Instructions for the task -> In the records, find every line with the word "dark" and copy it out.

===== Data for this exercise

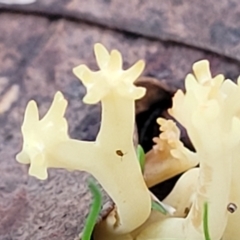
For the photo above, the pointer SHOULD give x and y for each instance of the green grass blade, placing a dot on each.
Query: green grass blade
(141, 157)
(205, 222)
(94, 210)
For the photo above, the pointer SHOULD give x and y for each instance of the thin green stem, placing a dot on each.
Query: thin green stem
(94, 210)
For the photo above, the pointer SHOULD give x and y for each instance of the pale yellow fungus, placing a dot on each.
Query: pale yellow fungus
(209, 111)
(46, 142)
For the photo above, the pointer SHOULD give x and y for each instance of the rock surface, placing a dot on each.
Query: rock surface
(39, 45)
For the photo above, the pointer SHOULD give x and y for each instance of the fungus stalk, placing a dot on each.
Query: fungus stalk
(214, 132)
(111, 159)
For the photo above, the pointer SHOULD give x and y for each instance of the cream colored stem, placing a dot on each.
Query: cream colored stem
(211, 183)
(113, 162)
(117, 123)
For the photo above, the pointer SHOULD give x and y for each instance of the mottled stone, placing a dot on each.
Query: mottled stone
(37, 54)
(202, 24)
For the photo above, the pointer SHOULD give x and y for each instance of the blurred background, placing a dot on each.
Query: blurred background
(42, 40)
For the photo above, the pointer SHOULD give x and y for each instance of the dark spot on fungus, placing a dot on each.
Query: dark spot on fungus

==========

Solution to the exercise ->
For the photo above, the pointer SHOULD give x and y for each instance of the dark spot on fungus, placing a dot on each.
Query: dark spot on fungus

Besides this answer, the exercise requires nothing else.